Beginning at the line that holds "the dark trousers", restate each line exactly through the final line of the records. Include both of those lines.

----------------------------------------

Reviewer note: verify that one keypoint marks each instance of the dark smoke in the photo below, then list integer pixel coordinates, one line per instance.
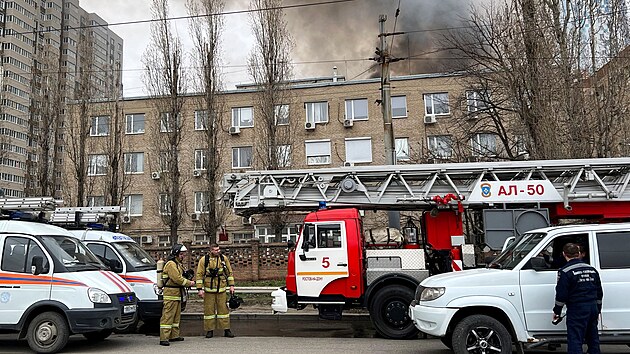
(346, 35)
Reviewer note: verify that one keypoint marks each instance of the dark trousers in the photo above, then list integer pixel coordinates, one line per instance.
(581, 326)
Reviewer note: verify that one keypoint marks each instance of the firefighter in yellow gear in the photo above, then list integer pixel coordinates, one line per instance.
(174, 289)
(214, 276)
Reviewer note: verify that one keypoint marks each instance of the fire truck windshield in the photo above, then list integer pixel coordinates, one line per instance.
(516, 251)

----------------------------------------

__EXERCISE RESULT__:
Reviewer note: verify that one keypoint marks each instance of the dark trousers in the photo above, then list integer pixel coordinates, one line per instance.
(581, 326)
Reviewer note: verify that one keypoint marks each instance of the firefighter in yellow gear in the photo above, then list integer pixel coordinates, one line per instance.
(174, 289)
(214, 276)
Reviewer note: verify that one keypoint marks each instance of the fire truck windshield in the photo above, then list integer pixel coordinates, one line per instance.
(516, 251)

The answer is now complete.